* **引用文**
....
ちなみに、この取材、気合いを入れすぎて翌日は、久しぶりに筋肉痛に見舞われた上に、寝坊までしてしまった

 

 

ところでアメブロは、一回の記事に掲載できる写真の容量があまり大きくない(もっとも画像が大きいと、スマホで見てるひとには迷惑だろうけど)。そこで、今回は「玉の井のカフェー建築」の「Ⅰ」と「Ⅱ」を、2回に分けて一挙に公開する

 

「Ⅰ」のほうは、コメント欄を閉じて「Ⅱ」のほうだけ開けるので、そこんとこヨロシク!

 

 

 

――と、状況説明おしまい

 

直感のおもむくままテキトーに歩いていたら、なんとか玉の井の赤線跡に出ることができた

 

ここで玉の井遊郭について簡単に記しておくと、このあたりが拓けたのは、明治以降のことで、江戸時代は草深い田舎にすぎなかった。したがって遊郭というのは、正確な表現ではなく、時代を鑑みると銘酒屋街もしくは私娼窟あたりが適当だろう

 

 

最初にこのあたりが銘酒屋街として成立したのは大正時代だそうだ。有名になったのは、間違いなく永井荷風の「墨東綺譚」がその理由であろう

 

しかし、その私娼窟は戦災で焼けてしまい、戦後に復活した玉の井は、荷風の通った玉の井とは、まったくの別物で場所も違っており(戦前は、いろは通りの反対側)、僕が訪ねるのは、戦後の玉の井私娼窟である

 

 

そして荷風が愛した玉の井は、あくまでも戦前のもので、戦後になると玉の井だけではなく、変わりゆく東京の下町そのものに愛想をつかし、千葉県の市川真間に引っ越してしまった

 

たしかに昔の市川は、いにしえの江戸の場末の雰囲気があったようで、ぼくの大好きな作家、落語や講談に耽溺した正岡容も、荷風のあとを追うように、市川(本八幡)に転居した

 

 

 

 

 

 

 

 

赤線とはまったく関係がない、最近建てられたなにかのNPO法人の建物には、なぜかカフェー建築のような円柱が

 

まさか玉の井に敬意を表したのか? んなわけないか

 

 

 

 

 

 

 

 

こちらも玉の井の赤線とは関係ないであろうけれど、ドアの左側に注目

 

むむっ、このケースはコンビニなどで缶コーヒーなどを温かく保つためのものではないか。そういえば友人の漫画家えのあきらも、コレをアンティークショップで見つけて、調味料入れとして使ってたな……

 

 

などと、話が横道に逸れてるかと思いきや、この建物こそ玉の井の有名物件だった!
....
* **保存資料**
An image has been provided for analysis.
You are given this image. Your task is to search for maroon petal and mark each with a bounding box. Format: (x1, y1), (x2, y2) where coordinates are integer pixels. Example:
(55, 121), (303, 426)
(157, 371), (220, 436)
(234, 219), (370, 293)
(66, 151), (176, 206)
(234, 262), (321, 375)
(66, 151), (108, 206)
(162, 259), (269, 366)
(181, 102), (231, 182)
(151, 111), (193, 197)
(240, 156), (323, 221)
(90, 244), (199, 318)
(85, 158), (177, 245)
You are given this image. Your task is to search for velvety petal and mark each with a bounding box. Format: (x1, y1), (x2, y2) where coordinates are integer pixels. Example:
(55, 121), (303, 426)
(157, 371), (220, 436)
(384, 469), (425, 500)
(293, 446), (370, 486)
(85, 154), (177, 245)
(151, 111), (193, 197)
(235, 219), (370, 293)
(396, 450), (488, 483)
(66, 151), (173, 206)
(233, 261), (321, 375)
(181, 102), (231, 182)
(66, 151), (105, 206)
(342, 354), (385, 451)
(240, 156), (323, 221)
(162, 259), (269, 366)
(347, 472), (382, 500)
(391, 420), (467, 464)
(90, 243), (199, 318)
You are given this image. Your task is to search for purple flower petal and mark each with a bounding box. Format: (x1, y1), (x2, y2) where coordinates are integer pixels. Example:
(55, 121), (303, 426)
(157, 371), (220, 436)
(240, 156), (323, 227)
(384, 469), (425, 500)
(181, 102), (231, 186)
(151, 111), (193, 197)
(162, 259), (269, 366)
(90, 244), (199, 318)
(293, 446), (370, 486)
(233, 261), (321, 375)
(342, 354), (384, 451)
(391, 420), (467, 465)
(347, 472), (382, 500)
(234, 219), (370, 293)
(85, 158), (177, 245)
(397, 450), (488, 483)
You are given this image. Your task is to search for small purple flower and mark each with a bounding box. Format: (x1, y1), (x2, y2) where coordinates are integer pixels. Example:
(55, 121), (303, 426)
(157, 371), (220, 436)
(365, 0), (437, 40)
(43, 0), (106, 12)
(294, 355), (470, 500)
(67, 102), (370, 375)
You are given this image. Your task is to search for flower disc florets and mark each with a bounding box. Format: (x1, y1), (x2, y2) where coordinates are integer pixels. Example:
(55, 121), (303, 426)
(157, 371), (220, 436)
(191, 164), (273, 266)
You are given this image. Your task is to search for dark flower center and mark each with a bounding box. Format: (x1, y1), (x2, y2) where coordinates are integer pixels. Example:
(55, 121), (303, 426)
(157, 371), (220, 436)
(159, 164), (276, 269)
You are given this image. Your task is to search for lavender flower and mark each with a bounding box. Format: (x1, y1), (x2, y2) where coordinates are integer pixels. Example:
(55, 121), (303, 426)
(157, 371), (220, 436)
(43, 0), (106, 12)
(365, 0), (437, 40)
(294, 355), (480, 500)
....
* **課題一覧**
1. 玉の井を歩いた記事に名前が出てくる人物をすべて挙げる。
2. 玉の井を歩いた記事の最後の文のあとから、続きを書いてください。

* **課題の解答**
1. 永井荷風、正岡容、えのあきら

2.
 

 

 

 

 

 

 

うーん、素晴らしい。赤線と関係あるかどうかはともかく、アングラな臭いがプンプン漂ってくる建物である

 

「小料理せいこ」は営業しているようだが、隣にあった「スナック プリンス」は、看板もなく廃業してしまったようだ。以前はもう1軒「バー 恋心」という店もあったが跡形もなくなっていた

 

 

 

 

 

 

 

 

こちらは、その並びにあったカラオケ屋「おたまじゃくし」という店であるが、なぜかカフェー建築の特徴のひとつ、怪しいバルコニーを備えていた

 

 

こちらも玉の井に敬意を表したのか?

 

いや、建物のサイドを見ると不自然な窓や、でっぱりにアールがつけられていたりして、こちらも元カフェー建築なのか?

 

 

 

 

 

 

 

 

「おたまじゃくし」の建物には、サイドまでカフェー建築では定番の意味不明のバルコニーが……やっぱり怪しい

(写真がえらくアンダーな理由は、次の写真のあとに説明する)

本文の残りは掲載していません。